_Task prompt_
Answer these from the magnetic shield abstract below:
(a) On what date was the issue published?
(b) What two examples of shapes unsuitable for manufacturing does the density method tend to produce?
(c) What does the proposed method combine with the density method, and in what role?

_Page text_
:::
Topology optimization in magnetic shield design by using density method in combination with CNN
ISSN: 0332-1649
Article publication date: 14 June 2022
Issue publication date: 3 October 2022
Abstract
Purpose
The density method is one of the powerful topology optimization methods of magnetic devices. The density method has the advantage that it has a high degree of freedom of shape expression which results in a high-performance design. On the other hand, it has also the drawback that unsuitable shapes for actually manufacturing are likely to be generated, e.g. checkerboards or grayscale. The purpose of this paper is to develop a method that enables topology optimization suitable for fabrication while taking advantage of the density method.
Design/methodology/approach
This study proposes a novel topology optimization method that combines convolutional neural network (CNN) as an effective smoothing filter with the density method and apply the method to the shield design with magnetic nonlinearity.
:::
_Material supplied_
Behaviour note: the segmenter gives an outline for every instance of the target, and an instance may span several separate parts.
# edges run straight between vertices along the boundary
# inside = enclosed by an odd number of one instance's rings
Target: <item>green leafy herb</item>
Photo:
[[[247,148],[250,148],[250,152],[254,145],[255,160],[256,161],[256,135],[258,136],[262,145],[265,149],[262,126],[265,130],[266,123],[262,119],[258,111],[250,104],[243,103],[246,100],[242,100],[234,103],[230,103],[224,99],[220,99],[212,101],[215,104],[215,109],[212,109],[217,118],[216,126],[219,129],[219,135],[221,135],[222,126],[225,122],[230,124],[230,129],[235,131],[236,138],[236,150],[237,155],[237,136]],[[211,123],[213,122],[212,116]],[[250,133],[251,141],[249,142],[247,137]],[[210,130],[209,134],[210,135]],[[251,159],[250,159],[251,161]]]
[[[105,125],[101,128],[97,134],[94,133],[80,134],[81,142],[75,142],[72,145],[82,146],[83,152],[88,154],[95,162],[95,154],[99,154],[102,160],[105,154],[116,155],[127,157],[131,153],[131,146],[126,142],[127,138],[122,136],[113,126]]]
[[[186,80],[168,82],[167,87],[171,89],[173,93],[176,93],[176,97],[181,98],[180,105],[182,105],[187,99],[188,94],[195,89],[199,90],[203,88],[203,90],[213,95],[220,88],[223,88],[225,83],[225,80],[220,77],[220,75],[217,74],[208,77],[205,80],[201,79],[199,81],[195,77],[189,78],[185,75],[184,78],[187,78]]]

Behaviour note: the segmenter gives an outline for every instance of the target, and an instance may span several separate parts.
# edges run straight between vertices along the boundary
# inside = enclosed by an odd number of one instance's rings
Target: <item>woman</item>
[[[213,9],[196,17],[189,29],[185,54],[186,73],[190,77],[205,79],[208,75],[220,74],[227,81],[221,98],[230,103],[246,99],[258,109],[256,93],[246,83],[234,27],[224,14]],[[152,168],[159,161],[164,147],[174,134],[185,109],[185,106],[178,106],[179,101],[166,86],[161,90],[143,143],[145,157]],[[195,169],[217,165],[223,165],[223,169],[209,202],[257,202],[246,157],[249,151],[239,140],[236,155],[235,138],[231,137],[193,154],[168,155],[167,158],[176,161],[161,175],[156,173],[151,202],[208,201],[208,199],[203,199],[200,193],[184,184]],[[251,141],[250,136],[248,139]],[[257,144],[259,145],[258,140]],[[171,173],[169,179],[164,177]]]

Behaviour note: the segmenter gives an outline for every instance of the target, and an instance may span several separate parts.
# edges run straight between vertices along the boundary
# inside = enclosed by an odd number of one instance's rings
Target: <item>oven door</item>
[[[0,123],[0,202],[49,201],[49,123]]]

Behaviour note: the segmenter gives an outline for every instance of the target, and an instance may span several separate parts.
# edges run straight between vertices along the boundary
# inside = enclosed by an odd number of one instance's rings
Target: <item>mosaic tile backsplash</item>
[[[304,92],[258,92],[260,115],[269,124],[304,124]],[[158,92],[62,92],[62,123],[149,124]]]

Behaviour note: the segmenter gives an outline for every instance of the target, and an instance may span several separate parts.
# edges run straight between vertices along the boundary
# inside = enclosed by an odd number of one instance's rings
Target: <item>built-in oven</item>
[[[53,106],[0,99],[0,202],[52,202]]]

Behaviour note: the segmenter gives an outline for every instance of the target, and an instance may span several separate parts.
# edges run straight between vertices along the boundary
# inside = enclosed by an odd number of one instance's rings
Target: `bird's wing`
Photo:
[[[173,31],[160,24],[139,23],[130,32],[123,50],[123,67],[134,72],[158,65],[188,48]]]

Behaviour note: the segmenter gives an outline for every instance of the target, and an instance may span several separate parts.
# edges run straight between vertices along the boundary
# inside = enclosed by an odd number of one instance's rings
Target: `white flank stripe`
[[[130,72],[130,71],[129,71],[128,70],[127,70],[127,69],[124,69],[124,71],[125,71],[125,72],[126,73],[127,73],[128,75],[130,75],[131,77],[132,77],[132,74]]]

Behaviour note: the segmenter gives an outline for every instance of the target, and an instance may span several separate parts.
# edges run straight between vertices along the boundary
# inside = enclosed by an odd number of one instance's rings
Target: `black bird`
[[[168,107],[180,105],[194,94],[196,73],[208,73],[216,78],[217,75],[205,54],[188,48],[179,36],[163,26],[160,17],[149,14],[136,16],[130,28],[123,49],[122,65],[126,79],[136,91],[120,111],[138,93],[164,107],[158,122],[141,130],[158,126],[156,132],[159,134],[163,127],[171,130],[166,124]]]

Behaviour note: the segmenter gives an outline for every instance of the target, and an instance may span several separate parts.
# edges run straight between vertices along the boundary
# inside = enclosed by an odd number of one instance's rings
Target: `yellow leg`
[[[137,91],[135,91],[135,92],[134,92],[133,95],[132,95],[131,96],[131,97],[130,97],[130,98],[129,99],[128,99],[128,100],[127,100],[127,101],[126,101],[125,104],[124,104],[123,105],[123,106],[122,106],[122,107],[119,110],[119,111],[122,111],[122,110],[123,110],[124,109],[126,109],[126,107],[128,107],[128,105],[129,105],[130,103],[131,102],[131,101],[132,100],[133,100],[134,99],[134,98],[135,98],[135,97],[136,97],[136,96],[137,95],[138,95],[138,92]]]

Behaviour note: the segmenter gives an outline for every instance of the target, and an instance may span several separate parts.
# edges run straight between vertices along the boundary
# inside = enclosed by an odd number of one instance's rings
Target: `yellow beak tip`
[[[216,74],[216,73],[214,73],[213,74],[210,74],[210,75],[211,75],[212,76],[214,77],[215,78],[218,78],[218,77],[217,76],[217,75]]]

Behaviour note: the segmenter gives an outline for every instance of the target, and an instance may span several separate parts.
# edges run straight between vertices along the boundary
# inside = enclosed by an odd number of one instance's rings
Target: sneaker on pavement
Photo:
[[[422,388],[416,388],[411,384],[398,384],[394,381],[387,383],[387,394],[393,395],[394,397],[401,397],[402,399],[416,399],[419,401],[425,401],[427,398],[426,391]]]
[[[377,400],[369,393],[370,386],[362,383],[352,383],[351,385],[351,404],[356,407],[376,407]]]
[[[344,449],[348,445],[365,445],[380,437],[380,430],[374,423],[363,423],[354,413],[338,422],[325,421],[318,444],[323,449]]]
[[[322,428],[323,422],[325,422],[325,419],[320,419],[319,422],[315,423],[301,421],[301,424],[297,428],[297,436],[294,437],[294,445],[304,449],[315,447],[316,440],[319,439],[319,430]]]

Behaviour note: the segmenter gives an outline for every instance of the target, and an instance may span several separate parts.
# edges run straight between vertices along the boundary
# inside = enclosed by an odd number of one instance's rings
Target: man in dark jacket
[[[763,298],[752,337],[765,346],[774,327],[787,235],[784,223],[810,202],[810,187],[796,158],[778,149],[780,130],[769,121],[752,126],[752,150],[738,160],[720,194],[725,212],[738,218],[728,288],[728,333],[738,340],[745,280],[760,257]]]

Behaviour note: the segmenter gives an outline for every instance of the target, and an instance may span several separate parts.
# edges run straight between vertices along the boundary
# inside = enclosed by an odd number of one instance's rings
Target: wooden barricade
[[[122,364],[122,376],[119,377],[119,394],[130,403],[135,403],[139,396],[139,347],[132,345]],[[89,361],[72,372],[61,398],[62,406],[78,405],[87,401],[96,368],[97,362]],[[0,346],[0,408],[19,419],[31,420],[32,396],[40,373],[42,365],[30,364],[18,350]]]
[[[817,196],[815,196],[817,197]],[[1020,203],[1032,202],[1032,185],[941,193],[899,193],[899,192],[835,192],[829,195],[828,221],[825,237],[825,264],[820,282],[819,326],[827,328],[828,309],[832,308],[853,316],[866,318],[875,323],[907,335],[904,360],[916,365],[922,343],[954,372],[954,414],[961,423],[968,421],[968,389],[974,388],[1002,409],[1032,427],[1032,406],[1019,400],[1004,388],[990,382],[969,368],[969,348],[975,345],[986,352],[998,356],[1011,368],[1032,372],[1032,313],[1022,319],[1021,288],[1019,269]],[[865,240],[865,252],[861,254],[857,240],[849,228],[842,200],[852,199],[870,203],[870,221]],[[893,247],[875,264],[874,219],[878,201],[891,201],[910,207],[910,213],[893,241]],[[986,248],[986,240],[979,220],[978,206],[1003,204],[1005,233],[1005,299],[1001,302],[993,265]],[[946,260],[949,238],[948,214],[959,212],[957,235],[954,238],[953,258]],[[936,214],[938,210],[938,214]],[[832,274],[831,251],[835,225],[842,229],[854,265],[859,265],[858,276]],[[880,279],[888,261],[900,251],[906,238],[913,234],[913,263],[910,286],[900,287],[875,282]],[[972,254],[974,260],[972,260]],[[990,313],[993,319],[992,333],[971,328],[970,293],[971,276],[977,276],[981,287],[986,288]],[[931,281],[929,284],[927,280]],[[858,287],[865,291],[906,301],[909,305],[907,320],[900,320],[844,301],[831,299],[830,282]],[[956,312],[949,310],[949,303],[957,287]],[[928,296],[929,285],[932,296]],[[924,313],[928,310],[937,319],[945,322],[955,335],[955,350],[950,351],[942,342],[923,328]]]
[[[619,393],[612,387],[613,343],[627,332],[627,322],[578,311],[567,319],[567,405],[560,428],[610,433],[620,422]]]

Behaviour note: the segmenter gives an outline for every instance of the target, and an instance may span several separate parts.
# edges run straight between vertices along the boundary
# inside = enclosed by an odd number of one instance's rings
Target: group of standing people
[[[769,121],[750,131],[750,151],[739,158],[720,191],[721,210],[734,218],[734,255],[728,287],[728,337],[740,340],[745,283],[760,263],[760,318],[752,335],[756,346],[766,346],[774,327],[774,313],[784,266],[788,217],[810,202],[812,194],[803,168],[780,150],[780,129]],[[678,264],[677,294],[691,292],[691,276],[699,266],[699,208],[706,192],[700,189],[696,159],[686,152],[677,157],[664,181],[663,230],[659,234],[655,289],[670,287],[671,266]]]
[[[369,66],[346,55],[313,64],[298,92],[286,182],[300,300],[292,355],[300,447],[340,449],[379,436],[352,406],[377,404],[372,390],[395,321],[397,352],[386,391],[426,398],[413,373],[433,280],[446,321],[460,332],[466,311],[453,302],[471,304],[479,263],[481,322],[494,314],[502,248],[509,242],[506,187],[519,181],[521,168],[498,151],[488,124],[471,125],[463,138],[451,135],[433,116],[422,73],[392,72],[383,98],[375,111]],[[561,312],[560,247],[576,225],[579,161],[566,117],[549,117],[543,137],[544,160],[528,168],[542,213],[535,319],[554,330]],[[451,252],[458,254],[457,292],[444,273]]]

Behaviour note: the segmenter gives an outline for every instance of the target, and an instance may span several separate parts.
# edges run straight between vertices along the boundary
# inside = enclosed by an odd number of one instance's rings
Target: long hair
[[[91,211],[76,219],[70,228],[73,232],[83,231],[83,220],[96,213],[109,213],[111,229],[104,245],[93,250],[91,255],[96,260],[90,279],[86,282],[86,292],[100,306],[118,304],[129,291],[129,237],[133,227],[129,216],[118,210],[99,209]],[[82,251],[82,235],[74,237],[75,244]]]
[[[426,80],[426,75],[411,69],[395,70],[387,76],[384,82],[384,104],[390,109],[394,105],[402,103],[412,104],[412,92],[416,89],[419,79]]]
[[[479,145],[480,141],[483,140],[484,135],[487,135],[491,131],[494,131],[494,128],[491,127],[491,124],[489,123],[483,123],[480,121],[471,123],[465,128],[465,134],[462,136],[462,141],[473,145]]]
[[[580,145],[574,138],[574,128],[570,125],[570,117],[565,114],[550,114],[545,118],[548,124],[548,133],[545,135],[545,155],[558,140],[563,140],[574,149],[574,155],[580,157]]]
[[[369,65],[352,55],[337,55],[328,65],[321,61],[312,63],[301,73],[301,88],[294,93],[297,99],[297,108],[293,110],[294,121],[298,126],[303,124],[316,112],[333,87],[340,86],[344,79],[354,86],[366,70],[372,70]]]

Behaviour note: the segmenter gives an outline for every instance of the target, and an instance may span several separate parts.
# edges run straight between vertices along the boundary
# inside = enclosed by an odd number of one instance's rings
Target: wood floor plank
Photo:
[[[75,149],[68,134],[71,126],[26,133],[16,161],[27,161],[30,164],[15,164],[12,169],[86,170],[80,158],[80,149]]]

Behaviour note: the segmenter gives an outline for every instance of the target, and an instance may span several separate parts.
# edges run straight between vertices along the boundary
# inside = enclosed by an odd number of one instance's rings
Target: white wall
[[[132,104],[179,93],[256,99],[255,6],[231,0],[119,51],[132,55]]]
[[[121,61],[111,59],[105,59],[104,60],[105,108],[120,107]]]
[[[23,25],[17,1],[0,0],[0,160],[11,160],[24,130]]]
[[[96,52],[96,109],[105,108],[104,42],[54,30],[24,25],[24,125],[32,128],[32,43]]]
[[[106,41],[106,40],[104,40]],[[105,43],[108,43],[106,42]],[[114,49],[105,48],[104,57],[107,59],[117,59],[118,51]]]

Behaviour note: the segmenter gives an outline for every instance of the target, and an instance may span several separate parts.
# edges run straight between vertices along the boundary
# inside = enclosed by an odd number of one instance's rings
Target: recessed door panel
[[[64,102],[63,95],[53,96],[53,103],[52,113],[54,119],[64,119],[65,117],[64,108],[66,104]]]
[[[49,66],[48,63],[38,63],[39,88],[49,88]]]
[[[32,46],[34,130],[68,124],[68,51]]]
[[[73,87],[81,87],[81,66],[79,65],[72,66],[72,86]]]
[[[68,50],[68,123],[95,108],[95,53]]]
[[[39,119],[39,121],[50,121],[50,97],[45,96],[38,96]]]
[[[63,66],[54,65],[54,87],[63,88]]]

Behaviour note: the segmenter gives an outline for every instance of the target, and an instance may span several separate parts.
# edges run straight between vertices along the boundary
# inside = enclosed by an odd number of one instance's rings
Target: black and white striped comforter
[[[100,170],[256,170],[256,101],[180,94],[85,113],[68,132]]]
:::
_Exercise answer_
(a) 3 October 2022.
(b) Checkerboards and grayscale.
(c) A convolutional neural network (CNN), used as an effective smoothing filter.